[TRAVAIL DEMANDÉ]
a – Mettez à jour le passage du texte étudié qui commence par « En outre, la » et se poursuit jusqu'à « de surveillance maritime. », en y remplaçant « officiers de liaison » par « agents de liaison ».
b – D'après le texte étudié, dans quelle ville est basé le MAOC-N ?

[TEXTE ÉTUDIÉ]

^^^^

L'Europe se mobilise

Depuis déjà plusieurs années, les Européens se mobilisent. En septembre 2007, plusieurs Etats membres de l'Union européenne ont mis sur pied le MAOC-N, un centre opérationnel basé à Lisbonne en charge de coordonner la lutte contre le trafic transatlantique. Une structure similaire a ensuite été créée pour la zone méditérranéenne. L'objectif étant de partager à la fois le renseignement et les moyens opérationnels face à des organisations transnationales qui, par définition, ignorent les frontières.

En outre, la France, le Portugal, l'Espagne et la Grande Bretagne ont dépêché des officiers de liaison anti-drogue, notamment au Sénégal et au Ghana, tout en multipliant les actions de formation et de coopération avec les pays concernés par le trafic. L'archipel du Cap-Vert a, par ailleurs, reçu un soutien appuyé des Etats-Unis, notamment en moyens de surveillance maritime.

Pour autant, même si les saisies records se sont multipliées sur des navires entre 2005 et 2008 au large de côtes ouest-africaines, le trafic continue sous d'autres formes, notamment par l'utilisation d'avions. En novembre 2009, un boeing 727-200, ayant transporté plusieurs tonnes de drogue, avait été découvert dans le nord du Mali. Ce n'était pas le premier cas du genre. Les organisations criminelles utilisent aussi les containers, dont un nombre si important traverse chaque jour les mers et les océans qu'il est difficile de répérer les cargaisons suspectes. Bref, malgré cette mobilisation, les affaires continuent, et on trouve toujours autant de cocaïne dans les rues des grandes villes européennes.

La place de l'Afrique dans le trafic international de drogues inquiète, de plus, tout particulièrement l'Europe et les Etats-Unis parce qu'ils soupçonnent des liens entre les terroristes d'al-Qaïda au Maghreb islamique (Aqmi) et le narcotrafic. Il est possible « qu'Aqmi participe directement au trafic en en tirant profit » ou « en tire des profits plus secondaires », a relevé le ministre français de l'Intérieur, Claude Guéant, à l'occasion de la réunion de Paris. Les experts anti-drogue estiment effectivement que certains groupes se réclamant d'Aqmi touchent au moins leur dîme sur ce qui passe dans les zones qu'ils contrôlent, voire fournissent des moyens de transport aux trafiquant de cocaïne ou de haschich.

^^^^

[DONNÉES FOURNIES]
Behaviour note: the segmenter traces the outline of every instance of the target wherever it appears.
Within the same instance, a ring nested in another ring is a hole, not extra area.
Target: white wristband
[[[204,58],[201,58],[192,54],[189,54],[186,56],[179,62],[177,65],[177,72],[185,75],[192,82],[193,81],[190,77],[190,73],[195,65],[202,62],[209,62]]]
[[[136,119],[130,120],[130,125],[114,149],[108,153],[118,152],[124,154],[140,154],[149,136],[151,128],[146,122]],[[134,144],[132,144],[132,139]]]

^^^^

[RÉPONSES DANS L'ORDRE]
a –
En outre, la France, le Portugal, l'Espagne et la Grande Bretagne ont dépêché des agents de liaison anti-drogue, notamment au Sénégal et au Ghana, tout en multipliant les actions de formation et de coopération avec les pays concernés par le trafic. L'archipel du Cap-Vert a, par ailleurs, reçu un soutien appuyé des Etats-Unis, notamment en moyens de surveillance maritime.

b – À Lisbonne.